Examples of point labeling →
────────────────────
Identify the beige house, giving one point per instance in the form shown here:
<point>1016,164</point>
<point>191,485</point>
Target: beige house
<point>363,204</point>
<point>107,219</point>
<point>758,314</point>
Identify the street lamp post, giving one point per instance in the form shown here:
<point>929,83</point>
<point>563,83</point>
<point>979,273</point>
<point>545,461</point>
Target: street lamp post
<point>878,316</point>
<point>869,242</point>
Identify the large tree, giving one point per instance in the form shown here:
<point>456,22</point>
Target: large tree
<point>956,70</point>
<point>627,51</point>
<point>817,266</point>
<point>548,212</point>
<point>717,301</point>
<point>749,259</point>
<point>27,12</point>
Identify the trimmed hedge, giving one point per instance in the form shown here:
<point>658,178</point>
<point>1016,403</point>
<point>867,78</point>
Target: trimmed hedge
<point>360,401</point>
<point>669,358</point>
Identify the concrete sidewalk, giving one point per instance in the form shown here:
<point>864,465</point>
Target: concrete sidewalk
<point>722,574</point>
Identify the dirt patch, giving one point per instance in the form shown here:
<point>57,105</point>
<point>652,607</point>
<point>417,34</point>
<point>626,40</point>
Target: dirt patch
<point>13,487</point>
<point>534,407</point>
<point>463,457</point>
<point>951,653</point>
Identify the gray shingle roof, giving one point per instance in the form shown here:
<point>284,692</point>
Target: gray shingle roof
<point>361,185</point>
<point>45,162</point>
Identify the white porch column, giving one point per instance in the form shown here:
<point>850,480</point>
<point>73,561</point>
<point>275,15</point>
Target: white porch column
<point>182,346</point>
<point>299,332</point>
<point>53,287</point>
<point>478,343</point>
────────────────────
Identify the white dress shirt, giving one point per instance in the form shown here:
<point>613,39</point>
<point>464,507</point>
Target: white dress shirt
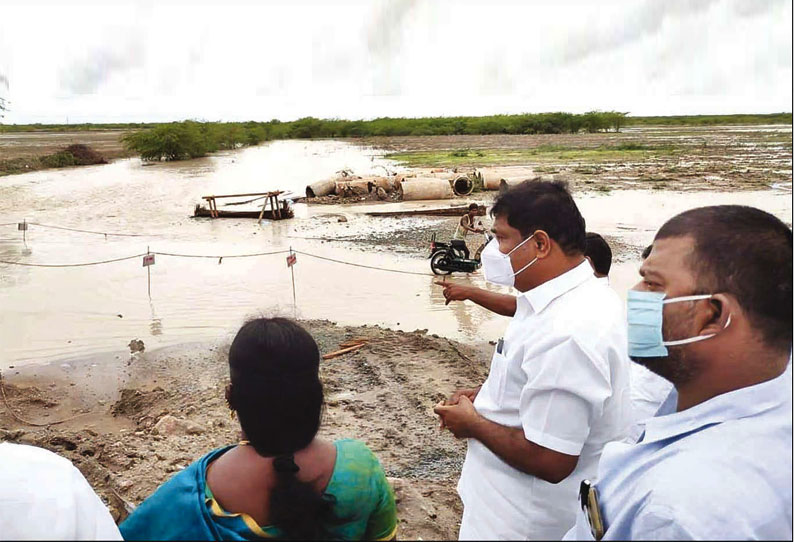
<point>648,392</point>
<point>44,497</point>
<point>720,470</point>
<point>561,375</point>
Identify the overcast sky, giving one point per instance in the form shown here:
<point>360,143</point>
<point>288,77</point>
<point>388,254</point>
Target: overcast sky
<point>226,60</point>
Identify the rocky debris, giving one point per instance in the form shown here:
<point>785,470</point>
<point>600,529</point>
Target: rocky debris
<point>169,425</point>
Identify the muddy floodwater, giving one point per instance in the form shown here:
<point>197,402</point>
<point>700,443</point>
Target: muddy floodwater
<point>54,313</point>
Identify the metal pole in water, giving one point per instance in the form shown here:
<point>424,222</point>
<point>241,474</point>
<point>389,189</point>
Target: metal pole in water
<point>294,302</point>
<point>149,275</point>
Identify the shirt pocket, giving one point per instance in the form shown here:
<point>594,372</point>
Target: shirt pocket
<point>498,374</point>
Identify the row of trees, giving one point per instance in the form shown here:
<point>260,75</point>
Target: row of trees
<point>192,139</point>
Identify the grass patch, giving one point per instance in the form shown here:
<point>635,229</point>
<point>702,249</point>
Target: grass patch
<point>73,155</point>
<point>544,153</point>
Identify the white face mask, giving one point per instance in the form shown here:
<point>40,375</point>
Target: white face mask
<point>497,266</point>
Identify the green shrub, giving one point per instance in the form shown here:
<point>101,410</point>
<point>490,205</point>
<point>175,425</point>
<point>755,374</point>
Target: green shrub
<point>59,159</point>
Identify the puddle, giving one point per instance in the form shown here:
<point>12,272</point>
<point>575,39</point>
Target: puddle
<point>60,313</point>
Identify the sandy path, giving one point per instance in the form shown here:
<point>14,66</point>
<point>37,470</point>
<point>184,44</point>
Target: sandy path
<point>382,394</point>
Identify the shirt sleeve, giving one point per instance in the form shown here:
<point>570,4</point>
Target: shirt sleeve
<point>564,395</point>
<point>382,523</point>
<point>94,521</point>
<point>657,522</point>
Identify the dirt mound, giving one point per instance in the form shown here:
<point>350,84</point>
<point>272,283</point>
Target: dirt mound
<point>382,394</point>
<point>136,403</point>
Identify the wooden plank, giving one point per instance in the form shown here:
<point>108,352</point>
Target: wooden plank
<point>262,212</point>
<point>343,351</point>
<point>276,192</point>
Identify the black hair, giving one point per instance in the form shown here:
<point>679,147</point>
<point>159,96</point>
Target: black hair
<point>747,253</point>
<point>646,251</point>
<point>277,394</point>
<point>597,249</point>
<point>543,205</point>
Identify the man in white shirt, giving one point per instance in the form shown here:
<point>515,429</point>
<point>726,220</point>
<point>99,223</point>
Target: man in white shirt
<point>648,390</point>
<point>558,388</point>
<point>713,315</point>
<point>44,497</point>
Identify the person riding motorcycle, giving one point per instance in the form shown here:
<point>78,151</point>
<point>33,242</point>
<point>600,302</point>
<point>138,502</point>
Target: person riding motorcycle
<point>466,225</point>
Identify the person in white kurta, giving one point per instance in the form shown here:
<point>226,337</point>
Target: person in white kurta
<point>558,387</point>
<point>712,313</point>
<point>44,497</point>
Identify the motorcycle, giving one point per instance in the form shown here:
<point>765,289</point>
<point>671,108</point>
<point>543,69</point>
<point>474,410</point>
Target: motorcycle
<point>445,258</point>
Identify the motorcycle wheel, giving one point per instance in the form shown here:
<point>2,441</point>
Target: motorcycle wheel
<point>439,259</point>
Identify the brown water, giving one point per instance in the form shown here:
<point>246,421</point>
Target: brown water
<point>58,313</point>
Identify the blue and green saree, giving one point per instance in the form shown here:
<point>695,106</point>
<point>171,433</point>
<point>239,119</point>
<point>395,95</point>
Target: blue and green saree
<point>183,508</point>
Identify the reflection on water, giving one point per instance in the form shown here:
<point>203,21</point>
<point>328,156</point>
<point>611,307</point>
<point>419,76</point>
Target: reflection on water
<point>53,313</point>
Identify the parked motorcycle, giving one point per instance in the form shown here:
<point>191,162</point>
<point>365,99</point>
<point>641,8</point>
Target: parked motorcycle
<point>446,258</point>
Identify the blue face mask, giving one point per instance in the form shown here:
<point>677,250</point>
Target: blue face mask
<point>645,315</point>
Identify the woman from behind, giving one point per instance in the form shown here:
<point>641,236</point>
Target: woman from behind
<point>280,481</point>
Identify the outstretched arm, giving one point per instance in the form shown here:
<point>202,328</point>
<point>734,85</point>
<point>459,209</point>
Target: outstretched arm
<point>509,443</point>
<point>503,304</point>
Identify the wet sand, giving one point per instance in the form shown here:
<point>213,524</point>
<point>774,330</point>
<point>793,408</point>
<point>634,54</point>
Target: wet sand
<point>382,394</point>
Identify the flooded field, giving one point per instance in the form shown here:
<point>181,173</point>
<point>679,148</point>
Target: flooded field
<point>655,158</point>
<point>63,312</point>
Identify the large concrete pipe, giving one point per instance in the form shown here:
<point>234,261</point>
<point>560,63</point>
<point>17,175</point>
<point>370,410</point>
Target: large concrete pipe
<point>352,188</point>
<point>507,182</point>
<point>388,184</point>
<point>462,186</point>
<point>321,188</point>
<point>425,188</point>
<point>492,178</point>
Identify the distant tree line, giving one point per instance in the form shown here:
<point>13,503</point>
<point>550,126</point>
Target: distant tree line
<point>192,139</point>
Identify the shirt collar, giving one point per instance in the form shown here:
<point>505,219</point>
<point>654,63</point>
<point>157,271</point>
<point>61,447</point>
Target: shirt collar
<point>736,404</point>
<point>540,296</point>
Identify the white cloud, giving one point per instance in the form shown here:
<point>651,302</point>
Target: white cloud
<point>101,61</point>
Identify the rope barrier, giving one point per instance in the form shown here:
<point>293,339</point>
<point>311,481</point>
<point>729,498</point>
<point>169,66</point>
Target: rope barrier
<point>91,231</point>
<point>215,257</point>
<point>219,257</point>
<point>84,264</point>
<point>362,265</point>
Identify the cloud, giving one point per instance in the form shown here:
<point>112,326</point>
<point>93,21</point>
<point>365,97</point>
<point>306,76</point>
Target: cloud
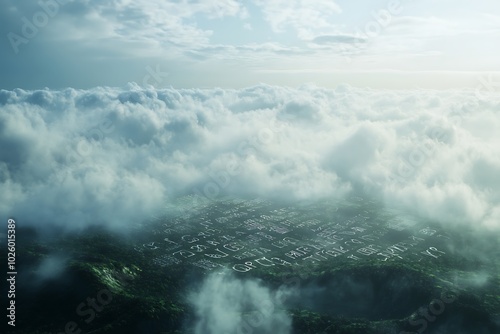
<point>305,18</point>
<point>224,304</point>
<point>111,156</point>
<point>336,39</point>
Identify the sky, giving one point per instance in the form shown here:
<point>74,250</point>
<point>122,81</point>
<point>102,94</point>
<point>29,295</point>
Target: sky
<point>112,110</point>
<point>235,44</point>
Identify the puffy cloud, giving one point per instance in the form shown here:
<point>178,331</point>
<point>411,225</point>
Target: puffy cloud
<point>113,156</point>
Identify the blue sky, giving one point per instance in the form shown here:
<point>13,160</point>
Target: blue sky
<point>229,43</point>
────────────────────
Goal → Rewrite the data beginning at the line that has "Identify the white dress" and stopping after the line that has "<point>561,375</point>", with "white dress shirt" changed to "button-up shirt" and nothing else altered. Leave the picture out of your answer.

Result of the exercise →
Identify the button-up shirt, giving one point per instance in the form shown here:
<point>613,39</point>
<point>464,507</point>
Target: button-up shirt
<point>648,392</point>
<point>44,497</point>
<point>720,470</point>
<point>561,375</point>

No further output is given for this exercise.